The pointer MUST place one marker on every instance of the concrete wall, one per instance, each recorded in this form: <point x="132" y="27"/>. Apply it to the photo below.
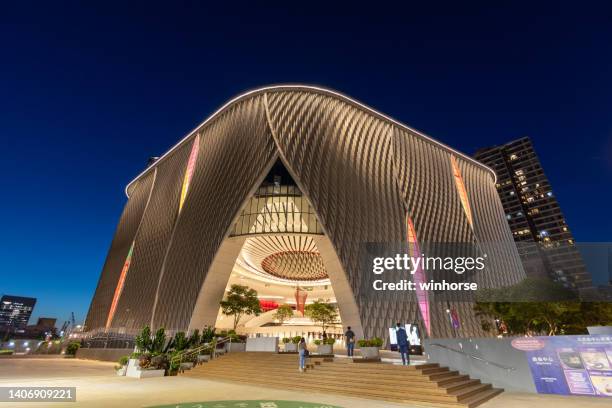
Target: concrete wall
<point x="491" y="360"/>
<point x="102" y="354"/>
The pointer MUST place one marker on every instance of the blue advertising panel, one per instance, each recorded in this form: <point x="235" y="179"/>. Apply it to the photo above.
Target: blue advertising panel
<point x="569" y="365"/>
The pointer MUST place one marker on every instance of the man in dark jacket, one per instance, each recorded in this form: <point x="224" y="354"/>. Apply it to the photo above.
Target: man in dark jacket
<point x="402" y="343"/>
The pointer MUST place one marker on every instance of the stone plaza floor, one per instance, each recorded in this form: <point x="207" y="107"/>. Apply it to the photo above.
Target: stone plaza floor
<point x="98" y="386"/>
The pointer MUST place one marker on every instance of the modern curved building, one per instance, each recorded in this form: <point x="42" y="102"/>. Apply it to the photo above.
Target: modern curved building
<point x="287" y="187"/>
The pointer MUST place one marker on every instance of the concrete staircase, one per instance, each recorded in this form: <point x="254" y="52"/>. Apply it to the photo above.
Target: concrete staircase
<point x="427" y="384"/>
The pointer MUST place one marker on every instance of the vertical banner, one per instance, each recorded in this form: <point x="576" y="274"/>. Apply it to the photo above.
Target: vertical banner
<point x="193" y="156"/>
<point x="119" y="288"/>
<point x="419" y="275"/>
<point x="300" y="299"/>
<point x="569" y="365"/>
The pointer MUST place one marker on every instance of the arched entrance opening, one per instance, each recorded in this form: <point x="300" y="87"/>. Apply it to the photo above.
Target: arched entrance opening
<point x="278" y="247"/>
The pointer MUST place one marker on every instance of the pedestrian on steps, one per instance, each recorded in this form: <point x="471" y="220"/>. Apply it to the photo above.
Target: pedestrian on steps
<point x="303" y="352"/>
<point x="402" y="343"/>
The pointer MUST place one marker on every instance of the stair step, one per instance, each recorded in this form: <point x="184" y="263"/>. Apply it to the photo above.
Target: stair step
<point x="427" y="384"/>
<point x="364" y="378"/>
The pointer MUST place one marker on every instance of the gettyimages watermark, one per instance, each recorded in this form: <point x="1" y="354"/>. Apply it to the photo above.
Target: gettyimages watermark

:::

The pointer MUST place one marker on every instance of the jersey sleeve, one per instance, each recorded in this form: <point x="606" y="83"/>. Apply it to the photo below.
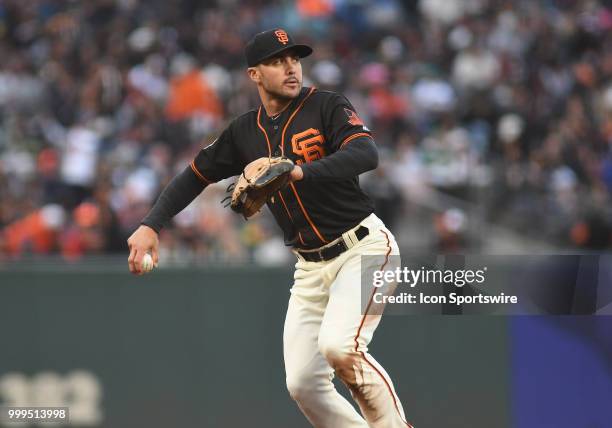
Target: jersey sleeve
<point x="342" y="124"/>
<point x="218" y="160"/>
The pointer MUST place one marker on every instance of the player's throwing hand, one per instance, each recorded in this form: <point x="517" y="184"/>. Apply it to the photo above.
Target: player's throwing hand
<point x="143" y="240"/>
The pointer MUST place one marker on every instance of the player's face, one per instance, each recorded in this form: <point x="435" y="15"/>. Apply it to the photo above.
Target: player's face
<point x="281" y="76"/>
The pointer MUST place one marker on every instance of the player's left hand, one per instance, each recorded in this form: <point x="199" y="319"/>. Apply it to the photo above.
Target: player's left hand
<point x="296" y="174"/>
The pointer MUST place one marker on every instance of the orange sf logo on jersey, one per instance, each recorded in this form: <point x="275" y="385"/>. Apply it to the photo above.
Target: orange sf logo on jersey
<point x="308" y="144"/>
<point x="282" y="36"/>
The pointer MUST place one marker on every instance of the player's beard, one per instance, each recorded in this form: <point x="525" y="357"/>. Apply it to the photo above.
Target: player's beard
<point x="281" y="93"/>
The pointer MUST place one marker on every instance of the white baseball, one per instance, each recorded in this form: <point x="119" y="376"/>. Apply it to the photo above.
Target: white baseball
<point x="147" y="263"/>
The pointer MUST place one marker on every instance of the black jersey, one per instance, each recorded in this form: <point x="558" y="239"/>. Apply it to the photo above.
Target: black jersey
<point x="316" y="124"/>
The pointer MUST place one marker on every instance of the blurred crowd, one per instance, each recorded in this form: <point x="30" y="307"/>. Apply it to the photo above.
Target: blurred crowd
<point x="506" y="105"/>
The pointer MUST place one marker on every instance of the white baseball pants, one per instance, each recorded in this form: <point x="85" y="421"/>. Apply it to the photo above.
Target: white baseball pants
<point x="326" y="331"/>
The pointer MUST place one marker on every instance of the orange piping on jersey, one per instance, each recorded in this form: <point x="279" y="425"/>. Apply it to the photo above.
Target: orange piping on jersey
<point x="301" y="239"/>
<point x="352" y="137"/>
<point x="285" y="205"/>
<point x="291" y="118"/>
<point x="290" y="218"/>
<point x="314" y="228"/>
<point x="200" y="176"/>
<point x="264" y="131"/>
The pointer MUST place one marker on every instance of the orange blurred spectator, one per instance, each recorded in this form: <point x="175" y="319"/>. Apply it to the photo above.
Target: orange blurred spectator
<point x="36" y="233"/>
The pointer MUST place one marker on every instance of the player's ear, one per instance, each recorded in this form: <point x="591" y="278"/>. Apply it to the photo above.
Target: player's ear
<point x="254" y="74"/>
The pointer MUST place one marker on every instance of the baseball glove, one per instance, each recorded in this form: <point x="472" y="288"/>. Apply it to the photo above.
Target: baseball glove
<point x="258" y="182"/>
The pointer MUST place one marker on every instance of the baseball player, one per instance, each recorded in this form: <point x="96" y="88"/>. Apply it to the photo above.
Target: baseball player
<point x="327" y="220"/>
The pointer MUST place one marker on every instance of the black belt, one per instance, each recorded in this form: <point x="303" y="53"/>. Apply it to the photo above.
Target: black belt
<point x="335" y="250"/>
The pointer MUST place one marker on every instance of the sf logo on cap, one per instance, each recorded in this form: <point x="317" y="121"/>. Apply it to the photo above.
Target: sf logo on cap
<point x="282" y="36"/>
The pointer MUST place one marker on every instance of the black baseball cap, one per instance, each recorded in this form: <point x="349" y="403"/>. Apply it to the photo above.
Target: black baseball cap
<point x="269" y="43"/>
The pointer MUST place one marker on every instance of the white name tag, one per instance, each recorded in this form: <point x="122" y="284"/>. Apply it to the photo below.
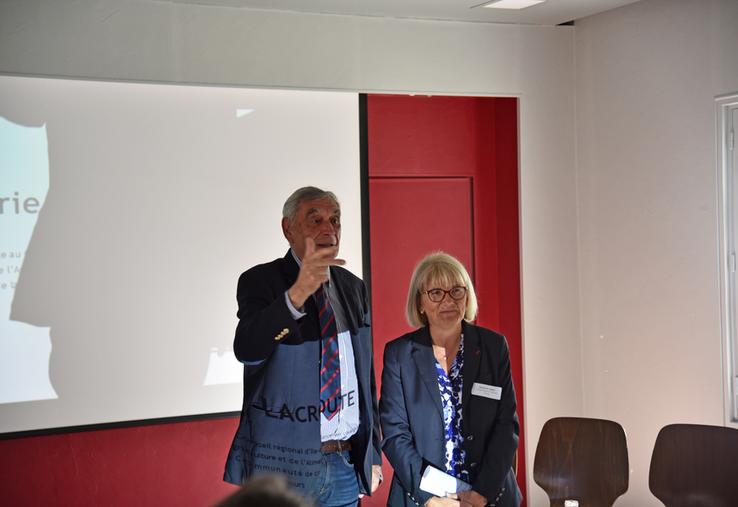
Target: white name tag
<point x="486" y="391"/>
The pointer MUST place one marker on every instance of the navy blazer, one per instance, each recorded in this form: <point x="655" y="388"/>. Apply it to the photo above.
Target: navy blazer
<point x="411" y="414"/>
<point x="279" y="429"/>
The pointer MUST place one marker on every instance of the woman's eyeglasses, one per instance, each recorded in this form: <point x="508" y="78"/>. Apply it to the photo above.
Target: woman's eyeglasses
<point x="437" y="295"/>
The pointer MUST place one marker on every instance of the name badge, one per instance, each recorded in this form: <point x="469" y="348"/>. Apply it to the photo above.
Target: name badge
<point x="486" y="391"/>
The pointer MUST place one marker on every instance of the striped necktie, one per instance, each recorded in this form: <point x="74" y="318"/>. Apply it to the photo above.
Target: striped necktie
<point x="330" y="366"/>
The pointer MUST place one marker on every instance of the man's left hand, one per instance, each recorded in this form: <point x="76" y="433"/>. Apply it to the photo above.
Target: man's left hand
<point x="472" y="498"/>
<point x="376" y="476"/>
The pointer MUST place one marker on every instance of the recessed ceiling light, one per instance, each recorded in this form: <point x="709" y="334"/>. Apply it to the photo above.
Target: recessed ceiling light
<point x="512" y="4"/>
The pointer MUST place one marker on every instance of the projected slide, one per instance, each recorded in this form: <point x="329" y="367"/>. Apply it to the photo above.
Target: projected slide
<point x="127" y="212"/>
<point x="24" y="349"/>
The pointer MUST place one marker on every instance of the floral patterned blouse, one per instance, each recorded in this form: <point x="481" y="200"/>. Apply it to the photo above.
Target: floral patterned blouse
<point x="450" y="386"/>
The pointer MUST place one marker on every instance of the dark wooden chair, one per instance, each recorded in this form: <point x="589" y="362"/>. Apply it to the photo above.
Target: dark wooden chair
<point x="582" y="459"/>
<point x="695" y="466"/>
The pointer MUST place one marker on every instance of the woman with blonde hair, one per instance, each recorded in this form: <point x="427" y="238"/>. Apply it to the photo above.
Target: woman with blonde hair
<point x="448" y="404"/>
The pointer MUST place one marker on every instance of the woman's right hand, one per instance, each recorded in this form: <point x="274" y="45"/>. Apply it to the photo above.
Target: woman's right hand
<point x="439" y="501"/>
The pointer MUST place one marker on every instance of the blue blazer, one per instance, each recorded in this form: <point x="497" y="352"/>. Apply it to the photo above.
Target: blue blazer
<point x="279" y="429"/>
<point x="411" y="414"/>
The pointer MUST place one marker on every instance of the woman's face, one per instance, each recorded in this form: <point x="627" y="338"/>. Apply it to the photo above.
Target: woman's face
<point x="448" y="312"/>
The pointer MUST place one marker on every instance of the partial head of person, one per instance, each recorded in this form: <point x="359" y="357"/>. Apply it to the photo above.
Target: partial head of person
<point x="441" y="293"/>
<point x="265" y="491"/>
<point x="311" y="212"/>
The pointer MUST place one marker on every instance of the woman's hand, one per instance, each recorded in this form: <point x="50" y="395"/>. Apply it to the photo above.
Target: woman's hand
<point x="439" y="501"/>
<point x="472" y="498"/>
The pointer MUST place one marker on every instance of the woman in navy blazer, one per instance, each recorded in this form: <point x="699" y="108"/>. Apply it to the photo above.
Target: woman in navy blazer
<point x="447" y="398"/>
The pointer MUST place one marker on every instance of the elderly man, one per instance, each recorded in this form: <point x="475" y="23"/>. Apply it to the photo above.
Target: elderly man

:::

• _SET PROBLEM_: Pull out every line of the records above that contains the string "staircase", copying each one in full.

• _ANSWER_:
The pointer MUST place one marker on every instance of the concrete staircase, one per instance, each recorded in this form: <point x="254" y="52"/>. Apply it to the photo above.
Target: concrete staircase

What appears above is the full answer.